CHAPITRE 12
INDEPENDANCE ET TENDANCES MODERNES

Le choc du règne ou de l'influence coloniale pendant le dix neuvième et le vingtième siècles produit des réactions différentes parmi les Musulmans, mais la première forte réaction fut le modernisme, un mouvement qui professait foi en Islam, et qui insistait que l'histoire musulmane avait pris une direction mauvaise en ne s'occupant pas des études séculières et du progrès social. Le modernisme a pris beaucoup de formes dont la plus extrême exigeait une révision totale de l'histoire de l'Islam primitif et de l'interprétation du Qur'ân et du Hadîth.

Le modernisme rencontra des difficultés dès que l'indépendance et les formes de gouvernement occidentales pendant les années 1960 ont failli de délivrer les pays musulmans de la pauvreté et l'enfoncement en arrière. Les défaites entre les mains des Israéliens en 1967 et 1973 furent pris comme une indication de l'hostilité ou manque d'intérêt de l'Occident envers les Musulmans. De plus en plus les Musulmans commençaient de soutenir que les problèmes de leurs pays venaient de ce qu'ils avaient abandonné les valeurs traditionnels en imitant les façons étrangères de vivre.

Données fournies:
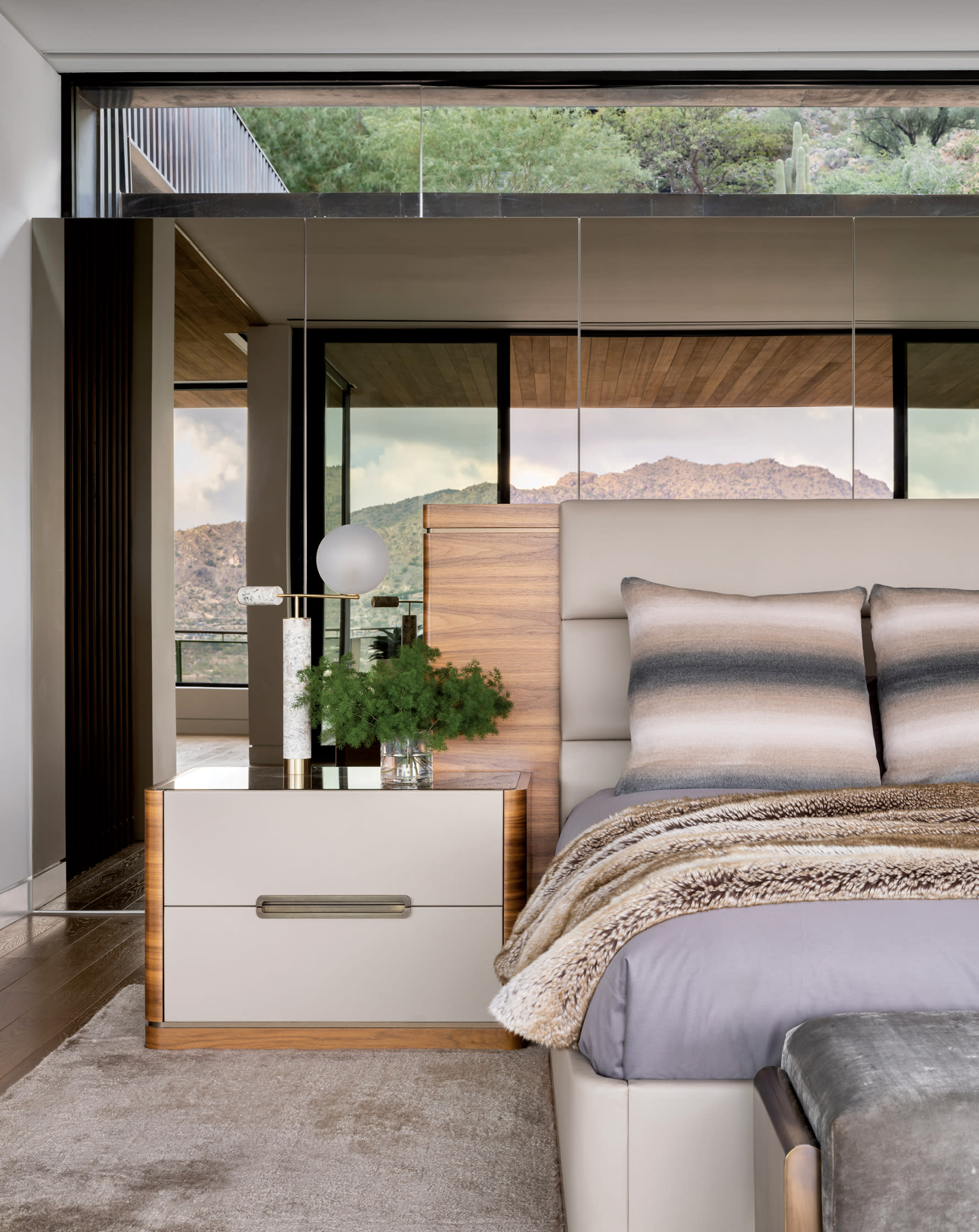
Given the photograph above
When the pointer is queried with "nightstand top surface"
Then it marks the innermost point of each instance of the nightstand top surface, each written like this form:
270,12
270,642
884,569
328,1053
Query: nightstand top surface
332,779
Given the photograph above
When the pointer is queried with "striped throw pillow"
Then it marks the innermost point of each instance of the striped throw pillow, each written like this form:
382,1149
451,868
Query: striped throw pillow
926,643
765,693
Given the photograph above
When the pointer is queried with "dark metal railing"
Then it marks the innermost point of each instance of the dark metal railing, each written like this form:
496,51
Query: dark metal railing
209,637
191,150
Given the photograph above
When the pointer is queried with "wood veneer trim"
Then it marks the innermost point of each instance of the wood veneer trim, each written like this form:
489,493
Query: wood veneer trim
490,517
403,1037
154,943
515,855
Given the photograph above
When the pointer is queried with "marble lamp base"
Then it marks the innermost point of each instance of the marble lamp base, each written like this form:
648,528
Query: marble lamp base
297,741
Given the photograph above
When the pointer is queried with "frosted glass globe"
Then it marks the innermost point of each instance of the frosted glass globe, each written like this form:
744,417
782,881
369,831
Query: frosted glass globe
353,560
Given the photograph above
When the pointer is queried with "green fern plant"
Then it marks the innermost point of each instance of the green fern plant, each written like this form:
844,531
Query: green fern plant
404,697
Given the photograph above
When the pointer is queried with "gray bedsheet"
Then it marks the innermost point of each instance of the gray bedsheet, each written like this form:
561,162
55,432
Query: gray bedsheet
713,994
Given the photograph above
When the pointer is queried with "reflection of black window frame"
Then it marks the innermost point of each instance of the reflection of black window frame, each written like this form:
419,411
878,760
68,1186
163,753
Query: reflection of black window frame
307,442
902,338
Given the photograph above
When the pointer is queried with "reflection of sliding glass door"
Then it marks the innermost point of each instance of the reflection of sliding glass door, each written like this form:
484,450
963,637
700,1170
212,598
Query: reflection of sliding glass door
387,423
942,424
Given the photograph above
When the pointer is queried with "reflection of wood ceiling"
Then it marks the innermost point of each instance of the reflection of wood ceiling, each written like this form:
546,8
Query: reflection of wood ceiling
418,374
206,310
944,375
780,370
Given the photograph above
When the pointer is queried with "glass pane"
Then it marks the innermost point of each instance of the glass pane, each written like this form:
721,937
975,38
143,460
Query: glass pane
944,419
723,415
543,418
866,151
340,150
423,430
873,419
210,461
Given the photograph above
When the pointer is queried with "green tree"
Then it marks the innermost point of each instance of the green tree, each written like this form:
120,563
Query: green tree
525,150
892,130
701,150
467,150
339,150
920,171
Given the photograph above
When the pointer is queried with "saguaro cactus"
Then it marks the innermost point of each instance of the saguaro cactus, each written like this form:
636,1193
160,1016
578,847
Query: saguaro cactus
792,176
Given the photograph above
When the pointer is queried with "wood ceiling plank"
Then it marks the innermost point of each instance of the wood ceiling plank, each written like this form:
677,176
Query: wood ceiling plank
612,371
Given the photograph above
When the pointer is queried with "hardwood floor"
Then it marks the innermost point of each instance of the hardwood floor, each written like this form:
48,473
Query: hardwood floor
212,751
57,972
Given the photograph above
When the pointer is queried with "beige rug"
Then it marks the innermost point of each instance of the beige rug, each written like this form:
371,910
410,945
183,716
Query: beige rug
106,1136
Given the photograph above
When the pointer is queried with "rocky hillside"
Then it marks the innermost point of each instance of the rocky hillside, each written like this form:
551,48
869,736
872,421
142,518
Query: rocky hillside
210,567
677,480
211,560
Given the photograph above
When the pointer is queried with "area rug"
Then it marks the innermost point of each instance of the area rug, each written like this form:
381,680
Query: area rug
106,1136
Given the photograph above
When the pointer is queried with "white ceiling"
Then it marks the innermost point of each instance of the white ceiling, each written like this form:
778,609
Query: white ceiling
445,35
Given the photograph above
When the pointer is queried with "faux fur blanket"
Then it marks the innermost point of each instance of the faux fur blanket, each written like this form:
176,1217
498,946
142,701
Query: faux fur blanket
653,863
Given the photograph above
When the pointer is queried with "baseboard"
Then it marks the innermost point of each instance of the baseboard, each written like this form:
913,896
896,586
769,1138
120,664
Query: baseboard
212,727
50,884
265,754
14,904
358,1035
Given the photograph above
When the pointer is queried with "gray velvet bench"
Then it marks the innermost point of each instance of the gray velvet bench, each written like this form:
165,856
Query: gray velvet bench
871,1125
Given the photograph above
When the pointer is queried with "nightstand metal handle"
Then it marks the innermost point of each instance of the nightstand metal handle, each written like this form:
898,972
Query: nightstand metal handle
333,907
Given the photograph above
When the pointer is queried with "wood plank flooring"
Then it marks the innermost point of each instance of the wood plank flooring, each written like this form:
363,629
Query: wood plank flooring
57,972
212,751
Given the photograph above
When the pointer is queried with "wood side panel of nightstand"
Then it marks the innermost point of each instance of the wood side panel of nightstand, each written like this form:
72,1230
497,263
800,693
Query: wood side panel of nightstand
442,1035
491,594
154,906
515,853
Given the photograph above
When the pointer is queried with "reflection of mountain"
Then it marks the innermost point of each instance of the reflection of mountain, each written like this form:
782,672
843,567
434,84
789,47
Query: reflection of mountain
677,480
400,525
211,560
210,567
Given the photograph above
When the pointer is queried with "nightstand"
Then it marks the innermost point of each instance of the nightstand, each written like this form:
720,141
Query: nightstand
343,916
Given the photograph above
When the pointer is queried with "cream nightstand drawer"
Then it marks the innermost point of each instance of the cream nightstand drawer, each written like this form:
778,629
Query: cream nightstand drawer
439,848
227,965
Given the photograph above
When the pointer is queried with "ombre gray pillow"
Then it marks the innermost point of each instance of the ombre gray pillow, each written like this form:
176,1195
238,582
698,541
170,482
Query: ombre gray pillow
926,645
765,693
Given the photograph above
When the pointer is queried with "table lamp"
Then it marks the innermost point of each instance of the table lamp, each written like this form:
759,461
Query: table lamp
351,560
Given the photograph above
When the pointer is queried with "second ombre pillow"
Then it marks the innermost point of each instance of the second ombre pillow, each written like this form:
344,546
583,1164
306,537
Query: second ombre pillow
926,645
765,693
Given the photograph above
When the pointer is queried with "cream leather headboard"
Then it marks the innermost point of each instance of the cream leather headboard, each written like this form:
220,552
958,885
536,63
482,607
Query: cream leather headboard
750,547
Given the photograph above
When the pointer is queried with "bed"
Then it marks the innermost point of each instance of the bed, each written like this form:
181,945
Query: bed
655,1126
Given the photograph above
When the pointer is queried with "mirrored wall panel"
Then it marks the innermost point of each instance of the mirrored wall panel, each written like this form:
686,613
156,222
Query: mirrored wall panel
918,281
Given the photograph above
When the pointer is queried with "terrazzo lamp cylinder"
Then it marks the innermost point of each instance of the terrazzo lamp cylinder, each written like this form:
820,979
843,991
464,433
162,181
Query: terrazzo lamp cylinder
297,653
350,560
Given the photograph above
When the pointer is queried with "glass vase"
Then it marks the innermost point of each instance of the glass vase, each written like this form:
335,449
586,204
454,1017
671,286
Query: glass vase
406,764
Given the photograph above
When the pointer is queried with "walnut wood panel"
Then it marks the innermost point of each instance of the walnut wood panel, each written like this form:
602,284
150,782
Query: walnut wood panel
154,940
418,374
484,518
944,375
686,370
206,308
491,594
515,853
442,1035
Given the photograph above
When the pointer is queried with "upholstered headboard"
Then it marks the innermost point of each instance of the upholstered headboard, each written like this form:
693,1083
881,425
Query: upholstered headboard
750,547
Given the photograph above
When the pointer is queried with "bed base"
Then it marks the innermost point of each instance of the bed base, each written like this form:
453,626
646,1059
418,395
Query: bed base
648,1156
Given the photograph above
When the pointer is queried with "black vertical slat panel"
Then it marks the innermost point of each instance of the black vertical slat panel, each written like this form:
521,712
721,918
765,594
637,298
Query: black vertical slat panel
99,711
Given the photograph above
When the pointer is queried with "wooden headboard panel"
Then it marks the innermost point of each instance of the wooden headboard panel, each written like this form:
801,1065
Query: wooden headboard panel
491,594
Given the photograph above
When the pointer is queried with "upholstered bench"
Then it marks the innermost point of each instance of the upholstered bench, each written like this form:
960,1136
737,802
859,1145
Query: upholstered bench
887,1108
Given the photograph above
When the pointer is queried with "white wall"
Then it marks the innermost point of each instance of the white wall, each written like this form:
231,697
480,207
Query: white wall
30,185
511,35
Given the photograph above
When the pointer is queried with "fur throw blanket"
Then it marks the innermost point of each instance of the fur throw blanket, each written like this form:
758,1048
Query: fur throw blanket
653,863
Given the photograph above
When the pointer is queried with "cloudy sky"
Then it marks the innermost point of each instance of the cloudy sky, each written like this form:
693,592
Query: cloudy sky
406,452
209,466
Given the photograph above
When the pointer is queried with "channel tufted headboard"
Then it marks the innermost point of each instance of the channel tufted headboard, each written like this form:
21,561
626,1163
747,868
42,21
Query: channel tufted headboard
752,547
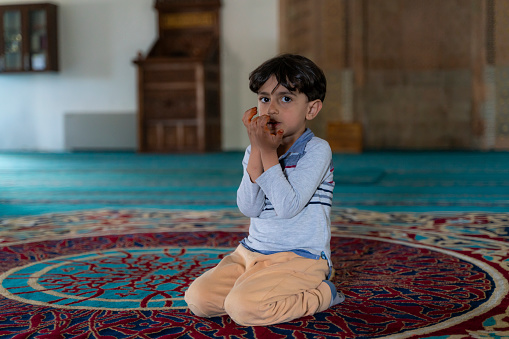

Consigne: Selon le texte sur l'indépendance et les tendances modernes, quelle fut la première forte réaction des Musulmans au choc du règne ou de l'influence coloniale ? Répondez en vous fondant uniquement sur le texte.

Réponse finale: Le modernisme.